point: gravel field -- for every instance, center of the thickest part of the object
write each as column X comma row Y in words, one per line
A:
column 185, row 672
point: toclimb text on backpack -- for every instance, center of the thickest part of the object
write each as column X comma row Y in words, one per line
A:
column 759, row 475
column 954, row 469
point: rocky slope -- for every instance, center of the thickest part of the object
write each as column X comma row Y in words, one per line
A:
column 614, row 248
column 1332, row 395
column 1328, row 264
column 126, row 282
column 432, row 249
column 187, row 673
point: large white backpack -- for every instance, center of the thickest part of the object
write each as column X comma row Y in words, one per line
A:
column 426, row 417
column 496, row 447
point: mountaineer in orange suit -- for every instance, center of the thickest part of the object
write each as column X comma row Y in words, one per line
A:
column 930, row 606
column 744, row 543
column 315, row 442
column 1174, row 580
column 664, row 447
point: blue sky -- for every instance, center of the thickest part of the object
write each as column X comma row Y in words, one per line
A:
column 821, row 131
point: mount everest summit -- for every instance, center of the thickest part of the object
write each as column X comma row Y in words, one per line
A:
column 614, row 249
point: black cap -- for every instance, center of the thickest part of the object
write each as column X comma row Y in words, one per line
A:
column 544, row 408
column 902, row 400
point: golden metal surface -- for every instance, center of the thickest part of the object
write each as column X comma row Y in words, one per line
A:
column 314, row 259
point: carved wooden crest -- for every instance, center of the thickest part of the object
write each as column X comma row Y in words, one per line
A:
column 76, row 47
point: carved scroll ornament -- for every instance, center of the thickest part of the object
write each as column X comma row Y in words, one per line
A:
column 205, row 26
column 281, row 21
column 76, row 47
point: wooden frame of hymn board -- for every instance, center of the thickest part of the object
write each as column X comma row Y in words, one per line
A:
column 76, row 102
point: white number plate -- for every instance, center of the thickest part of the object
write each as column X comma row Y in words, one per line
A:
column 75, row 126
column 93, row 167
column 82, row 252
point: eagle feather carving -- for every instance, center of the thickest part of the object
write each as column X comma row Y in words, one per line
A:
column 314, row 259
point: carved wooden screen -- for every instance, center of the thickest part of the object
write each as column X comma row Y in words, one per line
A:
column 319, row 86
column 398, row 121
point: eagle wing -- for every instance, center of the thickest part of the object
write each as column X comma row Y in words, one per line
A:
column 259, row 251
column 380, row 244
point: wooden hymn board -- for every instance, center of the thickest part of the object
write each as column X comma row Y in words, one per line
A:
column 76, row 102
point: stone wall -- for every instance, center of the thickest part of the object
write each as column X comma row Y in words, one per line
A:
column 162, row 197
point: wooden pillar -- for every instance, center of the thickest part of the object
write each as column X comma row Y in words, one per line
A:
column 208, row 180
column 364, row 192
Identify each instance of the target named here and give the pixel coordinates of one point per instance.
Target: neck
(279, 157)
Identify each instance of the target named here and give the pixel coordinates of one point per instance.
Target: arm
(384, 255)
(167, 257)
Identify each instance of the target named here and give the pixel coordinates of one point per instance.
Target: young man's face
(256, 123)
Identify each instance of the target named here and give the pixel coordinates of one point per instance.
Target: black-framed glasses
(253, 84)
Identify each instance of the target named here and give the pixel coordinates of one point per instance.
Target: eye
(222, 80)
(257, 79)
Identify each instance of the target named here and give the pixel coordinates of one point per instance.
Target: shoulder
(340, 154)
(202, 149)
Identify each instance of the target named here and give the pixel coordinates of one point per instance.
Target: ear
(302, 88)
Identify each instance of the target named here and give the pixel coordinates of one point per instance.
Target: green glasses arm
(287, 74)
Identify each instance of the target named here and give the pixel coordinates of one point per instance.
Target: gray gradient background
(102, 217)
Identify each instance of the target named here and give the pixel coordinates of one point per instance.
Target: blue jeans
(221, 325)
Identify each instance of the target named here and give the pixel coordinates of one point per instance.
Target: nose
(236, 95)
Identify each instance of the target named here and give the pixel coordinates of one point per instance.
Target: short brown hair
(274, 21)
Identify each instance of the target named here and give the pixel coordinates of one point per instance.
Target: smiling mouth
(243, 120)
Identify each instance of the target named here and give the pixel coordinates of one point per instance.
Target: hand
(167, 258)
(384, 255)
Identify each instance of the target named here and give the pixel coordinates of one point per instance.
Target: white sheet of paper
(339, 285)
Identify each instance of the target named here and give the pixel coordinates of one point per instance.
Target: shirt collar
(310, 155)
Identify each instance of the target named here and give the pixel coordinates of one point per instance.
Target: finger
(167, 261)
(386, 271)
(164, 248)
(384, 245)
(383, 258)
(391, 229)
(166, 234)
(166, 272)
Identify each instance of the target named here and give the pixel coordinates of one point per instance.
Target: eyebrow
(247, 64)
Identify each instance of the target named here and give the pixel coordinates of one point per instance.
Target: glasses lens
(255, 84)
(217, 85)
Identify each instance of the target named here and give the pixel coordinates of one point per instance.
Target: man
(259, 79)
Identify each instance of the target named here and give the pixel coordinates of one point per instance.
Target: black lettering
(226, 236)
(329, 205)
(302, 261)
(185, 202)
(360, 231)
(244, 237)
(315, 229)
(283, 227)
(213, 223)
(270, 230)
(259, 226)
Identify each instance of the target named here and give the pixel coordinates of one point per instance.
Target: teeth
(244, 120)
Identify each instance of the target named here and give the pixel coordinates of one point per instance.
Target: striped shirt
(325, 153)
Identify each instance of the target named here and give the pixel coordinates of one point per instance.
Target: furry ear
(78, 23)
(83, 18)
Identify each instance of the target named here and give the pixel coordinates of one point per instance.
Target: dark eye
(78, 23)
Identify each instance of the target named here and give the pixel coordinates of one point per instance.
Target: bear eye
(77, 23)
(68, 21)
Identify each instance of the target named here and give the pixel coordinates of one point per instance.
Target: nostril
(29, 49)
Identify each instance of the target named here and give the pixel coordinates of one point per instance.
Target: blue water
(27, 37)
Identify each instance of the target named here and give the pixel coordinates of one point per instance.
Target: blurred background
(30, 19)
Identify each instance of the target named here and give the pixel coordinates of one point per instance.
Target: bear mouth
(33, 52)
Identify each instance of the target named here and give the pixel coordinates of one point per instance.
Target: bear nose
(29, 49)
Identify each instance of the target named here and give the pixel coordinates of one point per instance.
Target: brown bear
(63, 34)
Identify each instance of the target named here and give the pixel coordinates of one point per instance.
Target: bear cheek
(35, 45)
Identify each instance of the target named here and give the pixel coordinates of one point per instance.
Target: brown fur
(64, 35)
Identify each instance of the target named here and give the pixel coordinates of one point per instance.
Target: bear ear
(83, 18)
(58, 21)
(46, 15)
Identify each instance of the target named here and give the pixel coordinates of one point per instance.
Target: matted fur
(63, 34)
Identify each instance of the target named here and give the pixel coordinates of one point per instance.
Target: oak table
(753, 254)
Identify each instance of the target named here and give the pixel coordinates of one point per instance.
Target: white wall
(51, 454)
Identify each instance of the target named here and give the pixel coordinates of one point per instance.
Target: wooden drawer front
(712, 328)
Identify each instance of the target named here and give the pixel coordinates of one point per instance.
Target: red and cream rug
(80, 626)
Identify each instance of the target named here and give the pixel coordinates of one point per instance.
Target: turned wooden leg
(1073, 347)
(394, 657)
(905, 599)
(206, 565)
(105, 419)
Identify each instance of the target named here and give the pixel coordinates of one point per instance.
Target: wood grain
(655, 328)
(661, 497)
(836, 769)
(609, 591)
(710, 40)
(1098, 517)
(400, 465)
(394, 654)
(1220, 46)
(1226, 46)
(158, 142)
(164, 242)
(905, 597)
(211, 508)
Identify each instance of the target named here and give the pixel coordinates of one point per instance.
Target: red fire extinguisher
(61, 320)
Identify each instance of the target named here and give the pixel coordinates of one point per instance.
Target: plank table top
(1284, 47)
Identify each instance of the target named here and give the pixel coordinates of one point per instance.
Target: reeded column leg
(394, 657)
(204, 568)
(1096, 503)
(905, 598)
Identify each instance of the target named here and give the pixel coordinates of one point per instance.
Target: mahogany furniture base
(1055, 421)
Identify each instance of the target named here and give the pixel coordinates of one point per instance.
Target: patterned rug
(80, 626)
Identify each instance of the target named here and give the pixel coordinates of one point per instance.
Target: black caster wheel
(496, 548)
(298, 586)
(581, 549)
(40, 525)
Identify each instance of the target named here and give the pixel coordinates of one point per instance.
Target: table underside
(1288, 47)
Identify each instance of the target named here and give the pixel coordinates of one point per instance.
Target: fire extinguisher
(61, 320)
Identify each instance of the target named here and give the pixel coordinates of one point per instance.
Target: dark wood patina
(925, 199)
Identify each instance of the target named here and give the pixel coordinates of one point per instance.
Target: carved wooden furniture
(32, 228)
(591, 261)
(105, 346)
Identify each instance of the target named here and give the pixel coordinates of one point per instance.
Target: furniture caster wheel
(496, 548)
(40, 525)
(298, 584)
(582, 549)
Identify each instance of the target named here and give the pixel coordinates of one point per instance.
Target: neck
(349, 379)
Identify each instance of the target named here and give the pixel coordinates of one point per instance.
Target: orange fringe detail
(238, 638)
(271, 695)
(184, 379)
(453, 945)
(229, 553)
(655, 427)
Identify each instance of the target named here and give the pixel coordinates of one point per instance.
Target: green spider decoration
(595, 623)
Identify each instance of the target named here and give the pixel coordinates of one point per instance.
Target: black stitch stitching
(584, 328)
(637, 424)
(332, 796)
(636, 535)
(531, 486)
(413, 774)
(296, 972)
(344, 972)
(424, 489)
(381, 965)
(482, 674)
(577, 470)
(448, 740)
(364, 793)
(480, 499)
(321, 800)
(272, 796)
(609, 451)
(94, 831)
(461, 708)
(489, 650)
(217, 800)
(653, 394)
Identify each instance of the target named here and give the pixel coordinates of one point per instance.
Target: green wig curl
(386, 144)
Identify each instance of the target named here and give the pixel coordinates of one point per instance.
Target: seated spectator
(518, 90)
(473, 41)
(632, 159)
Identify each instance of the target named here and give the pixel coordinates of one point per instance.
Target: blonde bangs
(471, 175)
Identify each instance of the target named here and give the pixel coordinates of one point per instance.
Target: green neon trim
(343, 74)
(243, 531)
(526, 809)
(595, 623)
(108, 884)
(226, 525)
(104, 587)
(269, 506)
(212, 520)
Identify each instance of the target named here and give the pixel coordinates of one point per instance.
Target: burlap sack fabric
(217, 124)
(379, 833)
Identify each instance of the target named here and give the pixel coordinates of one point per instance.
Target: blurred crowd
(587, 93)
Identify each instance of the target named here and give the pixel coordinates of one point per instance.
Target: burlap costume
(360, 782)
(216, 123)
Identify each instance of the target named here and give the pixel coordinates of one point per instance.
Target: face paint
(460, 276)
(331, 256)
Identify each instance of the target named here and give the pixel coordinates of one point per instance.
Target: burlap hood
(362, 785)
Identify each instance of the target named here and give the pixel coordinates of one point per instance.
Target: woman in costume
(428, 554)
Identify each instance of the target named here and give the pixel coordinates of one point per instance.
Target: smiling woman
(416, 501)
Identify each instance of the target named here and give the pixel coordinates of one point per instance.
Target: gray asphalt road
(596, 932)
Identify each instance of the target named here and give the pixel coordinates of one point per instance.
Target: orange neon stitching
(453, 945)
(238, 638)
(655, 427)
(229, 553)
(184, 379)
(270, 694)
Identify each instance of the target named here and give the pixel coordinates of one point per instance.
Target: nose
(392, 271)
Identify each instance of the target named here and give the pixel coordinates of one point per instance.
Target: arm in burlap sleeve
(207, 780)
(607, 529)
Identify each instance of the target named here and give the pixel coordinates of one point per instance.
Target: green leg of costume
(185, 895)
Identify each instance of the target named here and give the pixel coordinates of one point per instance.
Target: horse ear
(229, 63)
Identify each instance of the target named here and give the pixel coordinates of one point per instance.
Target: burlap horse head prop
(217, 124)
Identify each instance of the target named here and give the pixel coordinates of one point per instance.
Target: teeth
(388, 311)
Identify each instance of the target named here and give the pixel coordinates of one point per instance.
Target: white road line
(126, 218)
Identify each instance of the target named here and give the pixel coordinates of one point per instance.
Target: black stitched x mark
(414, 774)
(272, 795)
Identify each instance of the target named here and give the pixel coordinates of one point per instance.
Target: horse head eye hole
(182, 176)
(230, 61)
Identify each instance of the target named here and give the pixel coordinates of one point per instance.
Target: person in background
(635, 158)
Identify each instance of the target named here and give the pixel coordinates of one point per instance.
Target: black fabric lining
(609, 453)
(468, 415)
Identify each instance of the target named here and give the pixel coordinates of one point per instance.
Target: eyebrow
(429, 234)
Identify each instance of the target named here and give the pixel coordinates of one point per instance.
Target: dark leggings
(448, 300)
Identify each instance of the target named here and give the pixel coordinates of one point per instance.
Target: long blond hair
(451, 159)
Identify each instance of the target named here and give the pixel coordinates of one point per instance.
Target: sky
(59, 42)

* * * * *

Task details.
Find how many lines in the material above hold the word "board", then reply with only that figure.

Answer to the exercise.
2